**Instructions to follow**
Please repeat, word for word, the stretch of the items below from the line containing "Find the tree" through the line containing "[[[131,87],[131,76],[47,76],[47,87]]]", with both of those lines included.

**Data drawn from a collection**
= = = =

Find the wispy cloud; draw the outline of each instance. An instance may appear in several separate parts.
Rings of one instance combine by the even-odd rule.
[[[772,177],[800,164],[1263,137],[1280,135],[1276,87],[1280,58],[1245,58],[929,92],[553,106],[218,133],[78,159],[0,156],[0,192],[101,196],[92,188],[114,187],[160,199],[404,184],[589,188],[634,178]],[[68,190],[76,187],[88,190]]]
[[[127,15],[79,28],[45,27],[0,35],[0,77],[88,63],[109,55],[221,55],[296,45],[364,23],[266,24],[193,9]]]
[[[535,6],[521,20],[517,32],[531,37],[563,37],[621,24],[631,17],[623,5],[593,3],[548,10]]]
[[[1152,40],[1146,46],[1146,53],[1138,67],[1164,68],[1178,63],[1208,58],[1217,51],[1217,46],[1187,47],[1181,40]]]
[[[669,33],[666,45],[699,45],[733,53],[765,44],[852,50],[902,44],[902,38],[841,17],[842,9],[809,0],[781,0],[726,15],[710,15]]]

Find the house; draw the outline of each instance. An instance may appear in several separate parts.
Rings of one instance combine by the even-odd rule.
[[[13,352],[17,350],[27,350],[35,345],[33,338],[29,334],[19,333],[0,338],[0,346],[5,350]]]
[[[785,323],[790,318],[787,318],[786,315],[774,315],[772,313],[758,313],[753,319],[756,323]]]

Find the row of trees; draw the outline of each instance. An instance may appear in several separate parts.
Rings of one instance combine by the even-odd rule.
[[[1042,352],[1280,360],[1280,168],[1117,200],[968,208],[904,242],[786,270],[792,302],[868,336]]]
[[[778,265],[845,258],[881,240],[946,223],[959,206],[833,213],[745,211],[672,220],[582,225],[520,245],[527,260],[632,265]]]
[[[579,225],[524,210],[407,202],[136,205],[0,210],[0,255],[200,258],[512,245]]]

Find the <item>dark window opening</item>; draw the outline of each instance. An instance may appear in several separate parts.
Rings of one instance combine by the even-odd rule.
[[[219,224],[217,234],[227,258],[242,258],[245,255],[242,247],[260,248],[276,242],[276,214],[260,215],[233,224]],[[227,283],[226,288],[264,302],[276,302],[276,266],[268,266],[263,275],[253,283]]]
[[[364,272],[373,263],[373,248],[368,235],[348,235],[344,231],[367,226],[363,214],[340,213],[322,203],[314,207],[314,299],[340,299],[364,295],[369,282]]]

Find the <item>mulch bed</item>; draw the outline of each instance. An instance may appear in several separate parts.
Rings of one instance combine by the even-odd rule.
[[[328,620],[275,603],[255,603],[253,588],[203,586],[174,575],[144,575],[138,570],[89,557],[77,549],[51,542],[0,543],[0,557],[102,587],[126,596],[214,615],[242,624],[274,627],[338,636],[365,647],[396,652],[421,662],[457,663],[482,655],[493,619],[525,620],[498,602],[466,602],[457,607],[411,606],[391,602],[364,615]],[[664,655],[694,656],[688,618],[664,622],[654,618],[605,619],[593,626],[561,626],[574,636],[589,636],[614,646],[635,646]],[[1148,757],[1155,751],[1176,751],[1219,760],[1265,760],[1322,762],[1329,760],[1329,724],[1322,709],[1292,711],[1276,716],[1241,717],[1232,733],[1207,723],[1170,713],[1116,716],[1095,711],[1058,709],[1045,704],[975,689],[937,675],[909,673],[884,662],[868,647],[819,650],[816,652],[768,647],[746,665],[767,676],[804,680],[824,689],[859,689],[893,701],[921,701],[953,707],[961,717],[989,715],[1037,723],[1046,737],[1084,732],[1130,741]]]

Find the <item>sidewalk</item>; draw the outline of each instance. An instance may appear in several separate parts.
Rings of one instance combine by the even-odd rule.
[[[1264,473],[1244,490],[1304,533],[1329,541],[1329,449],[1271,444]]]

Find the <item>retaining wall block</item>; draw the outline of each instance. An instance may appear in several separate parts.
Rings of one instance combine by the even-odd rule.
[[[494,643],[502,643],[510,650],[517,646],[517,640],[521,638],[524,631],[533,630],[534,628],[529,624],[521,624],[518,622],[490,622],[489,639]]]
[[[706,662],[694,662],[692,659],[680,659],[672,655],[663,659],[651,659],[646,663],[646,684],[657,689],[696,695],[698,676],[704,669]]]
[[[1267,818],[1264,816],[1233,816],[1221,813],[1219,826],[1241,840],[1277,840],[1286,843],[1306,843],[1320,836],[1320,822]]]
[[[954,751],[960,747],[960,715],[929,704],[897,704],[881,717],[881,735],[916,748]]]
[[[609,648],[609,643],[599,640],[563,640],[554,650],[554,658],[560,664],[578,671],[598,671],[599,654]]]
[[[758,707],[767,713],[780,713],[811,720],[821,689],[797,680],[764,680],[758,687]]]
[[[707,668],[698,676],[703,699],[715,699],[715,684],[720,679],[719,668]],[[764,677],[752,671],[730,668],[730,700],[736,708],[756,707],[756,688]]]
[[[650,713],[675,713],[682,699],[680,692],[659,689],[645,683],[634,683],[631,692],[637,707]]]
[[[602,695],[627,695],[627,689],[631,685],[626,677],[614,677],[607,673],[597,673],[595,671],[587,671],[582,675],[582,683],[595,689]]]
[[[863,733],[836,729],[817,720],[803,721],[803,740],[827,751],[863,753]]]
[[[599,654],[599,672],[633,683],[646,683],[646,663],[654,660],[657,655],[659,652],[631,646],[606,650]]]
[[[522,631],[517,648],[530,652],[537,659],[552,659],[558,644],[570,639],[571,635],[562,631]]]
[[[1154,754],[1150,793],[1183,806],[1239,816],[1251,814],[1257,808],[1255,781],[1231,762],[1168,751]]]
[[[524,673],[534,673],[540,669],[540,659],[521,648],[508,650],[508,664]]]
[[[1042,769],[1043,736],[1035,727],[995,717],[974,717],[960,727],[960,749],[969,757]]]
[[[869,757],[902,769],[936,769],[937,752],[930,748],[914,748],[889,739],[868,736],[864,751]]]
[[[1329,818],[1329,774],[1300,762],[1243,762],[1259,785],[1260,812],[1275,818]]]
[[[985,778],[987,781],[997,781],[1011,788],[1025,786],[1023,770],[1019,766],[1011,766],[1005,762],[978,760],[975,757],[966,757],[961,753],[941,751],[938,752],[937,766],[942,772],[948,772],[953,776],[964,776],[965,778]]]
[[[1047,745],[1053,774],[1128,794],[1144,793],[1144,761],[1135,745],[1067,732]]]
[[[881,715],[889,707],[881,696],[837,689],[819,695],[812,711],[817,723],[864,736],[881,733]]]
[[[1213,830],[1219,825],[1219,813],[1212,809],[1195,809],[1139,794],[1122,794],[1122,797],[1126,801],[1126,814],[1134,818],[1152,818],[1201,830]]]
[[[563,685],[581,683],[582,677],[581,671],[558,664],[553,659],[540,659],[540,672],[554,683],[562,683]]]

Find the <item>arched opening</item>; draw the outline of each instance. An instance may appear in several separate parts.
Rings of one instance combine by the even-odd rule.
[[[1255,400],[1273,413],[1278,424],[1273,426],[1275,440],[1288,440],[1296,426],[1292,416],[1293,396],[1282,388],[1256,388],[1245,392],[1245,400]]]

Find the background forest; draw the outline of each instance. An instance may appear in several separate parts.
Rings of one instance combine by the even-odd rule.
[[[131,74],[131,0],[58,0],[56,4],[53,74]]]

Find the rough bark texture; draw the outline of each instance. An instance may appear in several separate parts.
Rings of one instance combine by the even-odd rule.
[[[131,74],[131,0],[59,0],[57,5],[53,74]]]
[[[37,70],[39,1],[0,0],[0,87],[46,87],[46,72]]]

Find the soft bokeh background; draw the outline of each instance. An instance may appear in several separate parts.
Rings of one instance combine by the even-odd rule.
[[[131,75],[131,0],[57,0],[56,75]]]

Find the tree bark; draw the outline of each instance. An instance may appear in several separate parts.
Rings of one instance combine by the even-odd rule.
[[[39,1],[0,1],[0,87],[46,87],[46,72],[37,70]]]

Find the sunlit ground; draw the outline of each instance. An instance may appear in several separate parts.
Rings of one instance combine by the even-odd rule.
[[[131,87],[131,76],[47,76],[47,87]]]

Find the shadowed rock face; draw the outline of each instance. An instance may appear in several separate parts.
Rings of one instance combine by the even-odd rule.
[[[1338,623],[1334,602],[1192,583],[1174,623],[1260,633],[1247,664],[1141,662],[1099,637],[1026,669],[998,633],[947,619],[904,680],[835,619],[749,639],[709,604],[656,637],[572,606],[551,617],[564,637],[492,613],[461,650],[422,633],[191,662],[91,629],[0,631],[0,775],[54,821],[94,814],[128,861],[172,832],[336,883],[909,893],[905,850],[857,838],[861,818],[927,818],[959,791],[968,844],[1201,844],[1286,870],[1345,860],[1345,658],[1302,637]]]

= = = =

**Result for this exercise**
Find the tree bark; draw the outline of each instance. An instance may appear in several separate parts.
Rings of one instance combine by the even-odd rule.
[[[39,1],[0,1],[0,87],[46,87],[46,72],[37,70]]]

Find the sunlit ground; draw the outline of each instance. An instance may appear in several separate parts.
Rings of one instance combine by the even-odd rule.
[[[131,87],[131,76],[47,76],[47,87]]]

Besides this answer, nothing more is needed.